## DATASET RECORDS
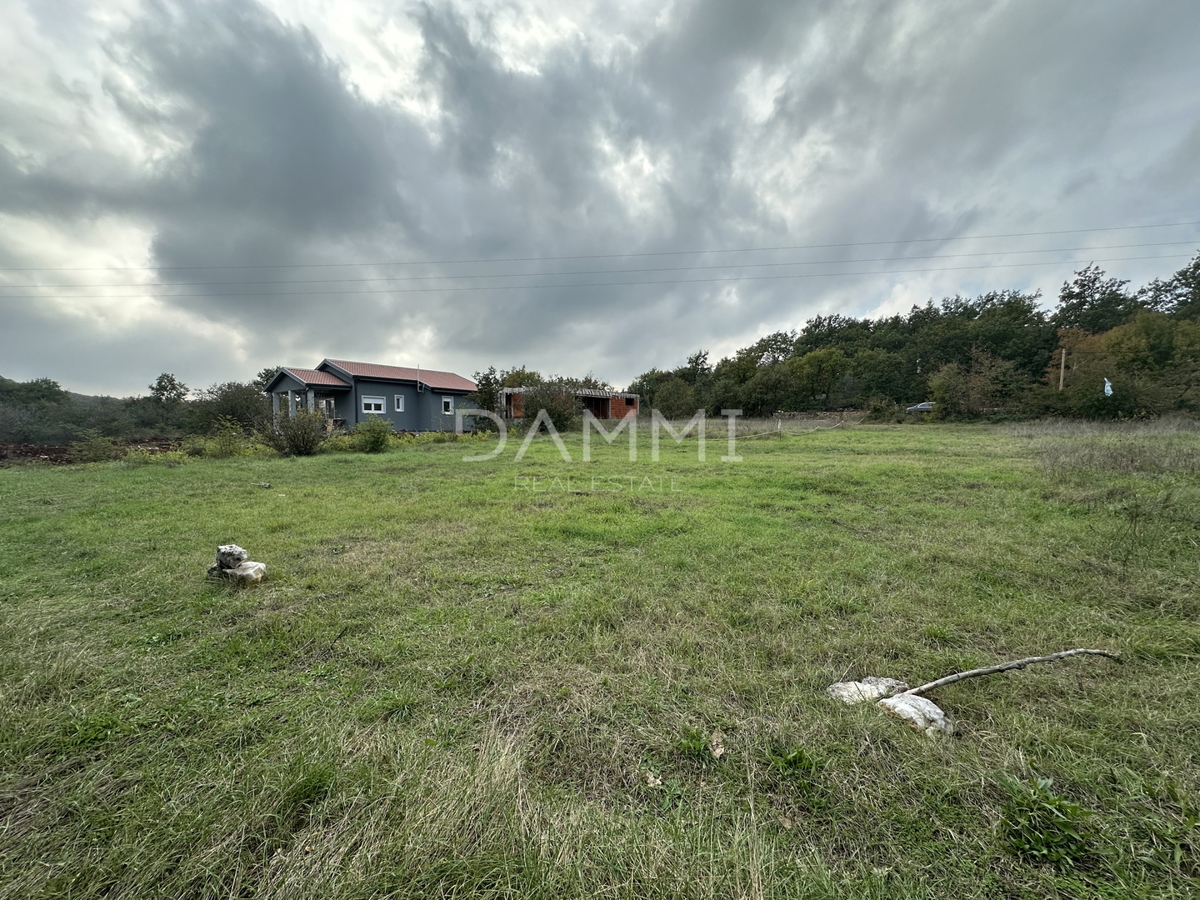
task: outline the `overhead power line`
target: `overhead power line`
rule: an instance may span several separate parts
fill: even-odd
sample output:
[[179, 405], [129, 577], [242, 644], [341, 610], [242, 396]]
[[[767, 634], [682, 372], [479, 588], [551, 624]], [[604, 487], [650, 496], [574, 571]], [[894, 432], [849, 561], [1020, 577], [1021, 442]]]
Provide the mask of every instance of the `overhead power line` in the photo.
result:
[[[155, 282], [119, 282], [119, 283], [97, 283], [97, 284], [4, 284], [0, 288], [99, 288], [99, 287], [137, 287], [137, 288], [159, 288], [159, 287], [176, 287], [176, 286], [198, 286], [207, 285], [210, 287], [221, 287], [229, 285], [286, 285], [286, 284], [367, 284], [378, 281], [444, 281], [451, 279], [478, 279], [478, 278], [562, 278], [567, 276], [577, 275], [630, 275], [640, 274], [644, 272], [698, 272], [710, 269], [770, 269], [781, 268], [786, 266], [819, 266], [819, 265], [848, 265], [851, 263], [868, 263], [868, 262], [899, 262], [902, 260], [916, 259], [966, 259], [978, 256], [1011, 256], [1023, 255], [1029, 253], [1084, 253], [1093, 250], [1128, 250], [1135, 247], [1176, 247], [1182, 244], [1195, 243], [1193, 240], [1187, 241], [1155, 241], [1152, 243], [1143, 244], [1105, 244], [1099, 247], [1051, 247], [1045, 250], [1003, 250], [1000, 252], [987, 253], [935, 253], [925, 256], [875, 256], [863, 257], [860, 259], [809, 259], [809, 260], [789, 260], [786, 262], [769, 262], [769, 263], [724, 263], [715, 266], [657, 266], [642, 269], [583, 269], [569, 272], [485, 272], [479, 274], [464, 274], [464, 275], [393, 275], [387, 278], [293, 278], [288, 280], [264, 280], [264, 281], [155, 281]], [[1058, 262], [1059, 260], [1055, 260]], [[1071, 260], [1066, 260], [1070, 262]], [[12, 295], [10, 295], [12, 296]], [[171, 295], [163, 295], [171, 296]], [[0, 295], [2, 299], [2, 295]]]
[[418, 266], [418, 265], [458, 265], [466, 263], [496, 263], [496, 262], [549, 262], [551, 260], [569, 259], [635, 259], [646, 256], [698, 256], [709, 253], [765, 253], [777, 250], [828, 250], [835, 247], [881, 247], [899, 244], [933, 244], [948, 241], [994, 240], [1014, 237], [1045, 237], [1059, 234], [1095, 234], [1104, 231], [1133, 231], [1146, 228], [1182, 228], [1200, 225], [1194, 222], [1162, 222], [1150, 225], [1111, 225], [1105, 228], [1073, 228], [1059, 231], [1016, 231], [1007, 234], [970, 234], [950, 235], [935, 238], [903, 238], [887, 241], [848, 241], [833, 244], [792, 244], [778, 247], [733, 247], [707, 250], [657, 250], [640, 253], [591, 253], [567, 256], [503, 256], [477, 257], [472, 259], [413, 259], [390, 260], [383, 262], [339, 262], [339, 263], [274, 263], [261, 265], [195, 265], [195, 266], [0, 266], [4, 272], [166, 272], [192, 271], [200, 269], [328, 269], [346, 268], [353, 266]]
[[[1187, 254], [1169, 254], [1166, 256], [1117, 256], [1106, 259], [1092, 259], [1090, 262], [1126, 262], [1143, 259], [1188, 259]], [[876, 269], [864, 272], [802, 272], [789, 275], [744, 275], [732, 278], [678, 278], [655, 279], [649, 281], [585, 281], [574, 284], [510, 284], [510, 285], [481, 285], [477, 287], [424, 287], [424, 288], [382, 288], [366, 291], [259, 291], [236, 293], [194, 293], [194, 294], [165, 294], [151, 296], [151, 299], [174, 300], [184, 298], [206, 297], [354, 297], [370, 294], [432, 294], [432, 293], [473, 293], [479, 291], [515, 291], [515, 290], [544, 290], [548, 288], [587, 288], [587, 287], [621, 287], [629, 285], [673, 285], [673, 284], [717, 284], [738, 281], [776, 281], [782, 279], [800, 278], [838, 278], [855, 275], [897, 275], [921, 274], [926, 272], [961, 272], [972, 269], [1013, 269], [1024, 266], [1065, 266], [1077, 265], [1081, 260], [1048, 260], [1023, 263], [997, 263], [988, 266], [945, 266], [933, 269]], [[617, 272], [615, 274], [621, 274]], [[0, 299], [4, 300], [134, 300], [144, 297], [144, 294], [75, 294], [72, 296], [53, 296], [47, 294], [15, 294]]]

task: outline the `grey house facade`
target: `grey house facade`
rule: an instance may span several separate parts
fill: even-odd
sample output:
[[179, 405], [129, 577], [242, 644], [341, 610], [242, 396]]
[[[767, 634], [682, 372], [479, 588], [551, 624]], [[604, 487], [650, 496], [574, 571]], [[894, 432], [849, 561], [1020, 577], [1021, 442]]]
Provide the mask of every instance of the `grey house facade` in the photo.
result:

## EXERCISE OBJECTIVE
What lines above hold the word "overhead"? List them all.

## ANSWER TO THIS EXERCISE
task: outline the `overhead power line`
target: `overhead power line`
Provide the mask of every instance of the `overhead power line` in the photo.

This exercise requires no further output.